● Raw data:
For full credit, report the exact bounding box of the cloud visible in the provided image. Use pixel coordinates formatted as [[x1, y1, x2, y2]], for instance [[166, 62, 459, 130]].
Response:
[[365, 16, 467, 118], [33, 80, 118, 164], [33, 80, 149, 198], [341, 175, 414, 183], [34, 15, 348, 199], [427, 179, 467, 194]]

==

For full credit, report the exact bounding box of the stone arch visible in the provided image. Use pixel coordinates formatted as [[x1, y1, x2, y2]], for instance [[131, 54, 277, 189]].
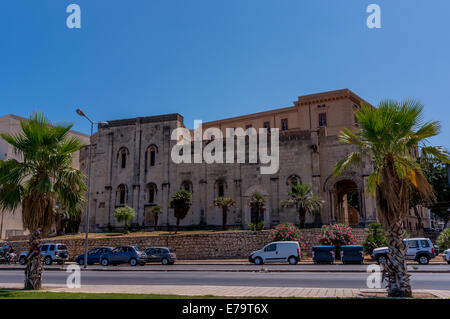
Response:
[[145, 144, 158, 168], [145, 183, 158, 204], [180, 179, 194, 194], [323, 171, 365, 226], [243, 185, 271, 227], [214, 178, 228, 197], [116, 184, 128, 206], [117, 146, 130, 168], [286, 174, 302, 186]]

● Short task: Reproduce the items verbatim, starting at the line that contains "For full credit, report the exact bounding box of the stone" and ending at the line that contains "174, 302, 186]]", both lines included. Omit the pictures from your reply.

● Solution to this task:
For full credit, report the exact bounding box of the stone arch visible in the provided image. Use pixel coordinates formatted as [[x1, y1, x2, y2]], for instance [[131, 54, 277, 189]].
Response:
[[145, 144, 158, 168], [145, 183, 158, 204], [180, 179, 194, 194], [323, 171, 365, 226], [243, 185, 271, 227], [214, 178, 228, 197], [116, 184, 128, 206], [117, 146, 130, 168], [286, 174, 302, 186]]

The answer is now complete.